YOUR ASSIGNMENT: Retype the entries word for word, leaving nothing out.

SUPPLIED DATA:
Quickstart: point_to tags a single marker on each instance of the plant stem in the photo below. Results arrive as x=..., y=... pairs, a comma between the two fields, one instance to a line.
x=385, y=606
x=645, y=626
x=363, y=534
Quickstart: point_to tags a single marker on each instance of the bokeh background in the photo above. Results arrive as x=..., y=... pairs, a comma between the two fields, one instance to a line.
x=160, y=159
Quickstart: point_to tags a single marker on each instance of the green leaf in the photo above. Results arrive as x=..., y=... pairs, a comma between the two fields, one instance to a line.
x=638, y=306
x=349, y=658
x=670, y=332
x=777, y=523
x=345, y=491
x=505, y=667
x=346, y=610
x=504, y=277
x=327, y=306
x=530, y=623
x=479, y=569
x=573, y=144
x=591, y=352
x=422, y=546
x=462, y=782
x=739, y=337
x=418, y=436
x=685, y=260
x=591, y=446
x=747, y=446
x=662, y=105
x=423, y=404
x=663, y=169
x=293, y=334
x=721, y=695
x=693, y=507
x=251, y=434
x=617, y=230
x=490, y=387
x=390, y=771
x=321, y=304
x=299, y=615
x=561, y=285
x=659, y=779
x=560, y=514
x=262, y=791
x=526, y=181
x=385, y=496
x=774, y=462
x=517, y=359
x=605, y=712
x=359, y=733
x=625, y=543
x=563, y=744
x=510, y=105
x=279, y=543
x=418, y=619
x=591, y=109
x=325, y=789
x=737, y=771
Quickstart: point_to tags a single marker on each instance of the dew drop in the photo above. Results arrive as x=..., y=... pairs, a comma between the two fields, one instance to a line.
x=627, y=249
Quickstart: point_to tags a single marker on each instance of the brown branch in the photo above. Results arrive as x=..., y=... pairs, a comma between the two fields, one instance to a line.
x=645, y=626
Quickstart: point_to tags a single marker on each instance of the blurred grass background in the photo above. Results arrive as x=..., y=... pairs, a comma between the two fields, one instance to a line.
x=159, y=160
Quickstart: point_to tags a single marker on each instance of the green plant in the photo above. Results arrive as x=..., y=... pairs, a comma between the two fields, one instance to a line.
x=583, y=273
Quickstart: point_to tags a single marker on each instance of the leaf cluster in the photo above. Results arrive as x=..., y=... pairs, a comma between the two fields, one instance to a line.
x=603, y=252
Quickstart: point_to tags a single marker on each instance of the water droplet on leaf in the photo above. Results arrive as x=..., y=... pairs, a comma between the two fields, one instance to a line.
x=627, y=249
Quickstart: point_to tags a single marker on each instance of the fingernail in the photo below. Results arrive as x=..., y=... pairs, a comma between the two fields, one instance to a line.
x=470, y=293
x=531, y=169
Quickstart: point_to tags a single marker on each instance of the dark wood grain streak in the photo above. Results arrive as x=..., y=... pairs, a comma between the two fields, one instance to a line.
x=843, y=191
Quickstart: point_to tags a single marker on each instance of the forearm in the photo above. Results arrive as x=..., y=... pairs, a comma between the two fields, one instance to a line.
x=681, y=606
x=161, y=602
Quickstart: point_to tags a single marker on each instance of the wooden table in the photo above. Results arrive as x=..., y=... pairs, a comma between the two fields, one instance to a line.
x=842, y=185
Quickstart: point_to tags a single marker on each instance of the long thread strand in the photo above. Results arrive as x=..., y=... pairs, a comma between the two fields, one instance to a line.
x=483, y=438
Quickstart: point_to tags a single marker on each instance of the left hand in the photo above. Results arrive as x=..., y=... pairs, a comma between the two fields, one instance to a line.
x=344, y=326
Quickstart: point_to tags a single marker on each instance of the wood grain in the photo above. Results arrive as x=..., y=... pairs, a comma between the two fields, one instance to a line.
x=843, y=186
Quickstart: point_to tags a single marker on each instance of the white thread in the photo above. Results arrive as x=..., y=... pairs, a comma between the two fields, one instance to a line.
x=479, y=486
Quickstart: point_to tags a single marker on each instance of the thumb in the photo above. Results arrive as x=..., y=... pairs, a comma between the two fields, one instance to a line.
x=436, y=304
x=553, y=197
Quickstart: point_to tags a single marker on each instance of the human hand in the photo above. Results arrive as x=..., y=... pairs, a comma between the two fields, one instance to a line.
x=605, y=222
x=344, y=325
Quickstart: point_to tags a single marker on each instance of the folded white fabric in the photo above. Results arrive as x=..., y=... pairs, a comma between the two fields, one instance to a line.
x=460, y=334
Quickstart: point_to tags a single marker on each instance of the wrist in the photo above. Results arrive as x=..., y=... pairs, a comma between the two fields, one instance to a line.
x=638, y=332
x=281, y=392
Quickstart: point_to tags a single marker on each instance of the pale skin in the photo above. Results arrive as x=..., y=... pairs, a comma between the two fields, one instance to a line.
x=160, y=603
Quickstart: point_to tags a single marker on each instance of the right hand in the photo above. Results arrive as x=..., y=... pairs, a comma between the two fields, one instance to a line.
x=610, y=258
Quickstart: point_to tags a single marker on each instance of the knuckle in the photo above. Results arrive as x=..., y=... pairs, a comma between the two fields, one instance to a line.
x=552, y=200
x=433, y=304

EXERCISE OUTPUT:
Quickstart: point_to tags a single marker on each instance of the plant stem in the photo below. Results arrive as x=..., y=... pairs, a comma between the two fields, one instance to a line.
x=385, y=606
x=645, y=626
x=363, y=534
Quickstart: point_to tags a single marker on each instance of the bokeh background in the photo above. Results arrive as x=..., y=... pairs, a comma between the two fields, one instance to a line.
x=160, y=159
Quickstart: point_to tags a single marker on each instance of the green leaf in the photo above. Results arrive as x=..., y=... pairs, a comma between the two fields, one instance to a line.
x=638, y=306
x=349, y=658
x=670, y=332
x=777, y=523
x=345, y=491
x=505, y=667
x=346, y=610
x=504, y=277
x=327, y=306
x=530, y=623
x=479, y=569
x=573, y=144
x=591, y=352
x=422, y=546
x=462, y=782
x=739, y=337
x=418, y=436
x=685, y=260
x=591, y=446
x=747, y=446
x=662, y=105
x=423, y=404
x=663, y=169
x=293, y=334
x=721, y=695
x=693, y=507
x=251, y=434
x=617, y=230
x=490, y=387
x=390, y=771
x=321, y=304
x=299, y=615
x=561, y=285
x=659, y=779
x=560, y=514
x=262, y=791
x=526, y=181
x=385, y=496
x=774, y=462
x=517, y=359
x=605, y=712
x=359, y=733
x=625, y=543
x=563, y=744
x=510, y=105
x=279, y=543
x=418, y=619
x=591, y=109
x=325, y=789
x=737, y=771
Quickstart: point_to tags a single marker on each instance of the dew drop in the photo above. Results arrive as x=..., y=... pairs, a comma between the two fields, one instance to a line.
x=627, y=249
Quickstart: point_to tags a single marker on each instance of the brown branch in the photo above. Results arrive as x=..., y=... pairs, a comma between the two fields, one instance to a line.
x=645, y=626
Quickstart: point_to tags a single marker on each instance of the blurred grass background in the photo above. Results arrive as x=..., y=... pairs, a comma between the two fields, one instance to a line.
x=159, y=160
Quickstart: point_to tags a single marker on each instance of the green plant in the photo above. Results arrive as x=..., y=... pairs, a comma between the two fields, one instance to a line.
x=583, y=273
Quickstart: point_to tags a single marker on each instance of the leaf cluster in the photo above. Results arrive as x=..., y=... pairs, a comma between the two fields, one instance to a line.
x=603, y=252
Quickstart: point_to tags a single marker on each instance of the water droplet on leaf in the photo above. Results arrive as x=..., y=... pairs, a comma between the two fields, one instance to a line.
x=627, y=249
Quickstart: point_to tags a single marker on each instance of the fingernail in the photo below. Results arrive as x=..., y=... pairs, a comma between the two fields, one instance to a line.
x=470, y=293
x=531, y=169
Quickstart: point_to tags a single marker on each instance of the dark wood grain streak in the photo above. Results arrive as x=..., y=... pairs, a comma between the two fields, one instance to a line.
x=843, y=191
Quickstart: point_to tags a single marker on each instance of the forearm in the photo above. Results arrive as x=..., y=... pairs, a comma between the two fields, one instance to a line.
x=681, y=606
x=161, y=602
Quickstart: point_to tags a single marker on each instance of the wooden table in the photo above. Results arrive as x=..., y=... pairs, a comma between the two fields, one instance to a line.
x=842, y=185
Quickstart: point_to tags a single marker on each instance of the long thread strand in the photo above. Results arrive as x=..., y=... pairs, a comma between the two fields, one instance to a line.
x=483, y=438
Quickstart: point_to tags a single marker on each instance of the left hand in the photo above. Results arrive as x=..., y=... pairs, a comma between the two fields, one instance to a line.
x=344, y=326
Quickstart: point_to tags a single marker on each instance of the wood grain in the photo above. Results arrive as x=..., y=... pairs, a comma between the two fields, one instance to a line.
x=843, y=186
Quickstart: point_to tags a single marker on each instance of the white thread in the photo above. Results arrive as x=..., y=... pairs, a comma between the two fields, one instance to a line.
x=479, y=486
Quickstart: point_to tags a single marker on each instance of the thumb in the photo above. Results arrive as x=..., y=... pairs, a comma between the two fields, one instance to a line.
x=436, y=304
x=553, y=197
Quickstart: point_to tags a single marker on each instance of the human hand in the photo above. Results arrive as x=..., y=... pairs, a comma between the two fields, one instance to a line.
x=605, y=222
x=344, y=325
Quickstart: point_to tags a single marker on each instance of the folded white fabric in the photo above. Results arrive as x=..., y=... pairs, a comma between the two fields, one instance to a line.
x=460, y=334
Quickstart: point_to tags a single marker on each instance of the wrist in the photo above. Results arrive as x=..., y=... pairs, a comma between the two fields, one instance to a line.
x=638, y=332
x=281, y=392
Quickstart: point_to tags a single marker on each instance of the pale skin in the photo above. Results arrive as x=..., y=... pairs, a comma between the two fields, one instance to a line.
x=160, y=603
Quickstart: point_to tags a single marker on each instance of the right hand in the photo above. Results arrive as x=..., y=... pairs, a comma between the two fields, one instance to a line.
x=610, y=258
Quickstart: point_to tags a single marker on each instance of the knuckle in the photo above. Results arrive as x=..., y=... pairs, a comma between the two fields, one instance to a line.
x=552, y=200
x=433, y=304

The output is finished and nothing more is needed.